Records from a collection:
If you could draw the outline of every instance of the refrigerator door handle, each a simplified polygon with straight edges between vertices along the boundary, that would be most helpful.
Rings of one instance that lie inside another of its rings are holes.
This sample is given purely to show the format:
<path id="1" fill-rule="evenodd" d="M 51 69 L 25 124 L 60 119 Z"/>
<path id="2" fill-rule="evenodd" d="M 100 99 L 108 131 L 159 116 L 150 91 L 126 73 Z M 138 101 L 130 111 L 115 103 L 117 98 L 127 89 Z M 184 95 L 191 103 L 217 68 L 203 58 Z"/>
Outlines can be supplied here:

» Short task
Rewrite the lines above as a numbered list, dropping any blank lines.

» Written response
1. If you could draw the outline of every instance of the refrigerator door handle, each a simplified polygon with straight edges between vertices along the boundary, that would be most helpful.
2. Rings of one instance that lie inside another of its rings are holes.
3. This sample is given purely to show the format:
4. <path id="1" fill-rule="evenodd" d="M 51 69 L 25 124 L 60 119 Z"/>
5. <path id="2" fill-rule="evenodd" d="M 100 99 L 108 131 L 159 116 L 150 91 L 126 73 Z M 138 101 L 130 111 L 115 103 L 117 98 L 127 89 Z M 184 95 L 191 103 L 217 68 L 203 58 Z"/>
6. Outlines can be supplied here:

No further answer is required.